SUPPLIED INFORMATION:
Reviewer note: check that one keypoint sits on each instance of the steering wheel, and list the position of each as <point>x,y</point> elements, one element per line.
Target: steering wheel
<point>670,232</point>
--
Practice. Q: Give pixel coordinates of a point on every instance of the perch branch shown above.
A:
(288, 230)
...
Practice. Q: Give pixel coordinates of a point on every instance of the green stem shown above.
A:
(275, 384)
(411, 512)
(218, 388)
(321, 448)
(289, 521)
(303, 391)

PROBLEM DETAILS:
This task calls for each line of the material that contains "shown".

TASK RESPONSE:
Practice. Q: Give pixel coordinates of a point on every instance of the perch branch shown above.
Practice. Q: Give pixel coordinates of a point on every instance of the green stem shown above.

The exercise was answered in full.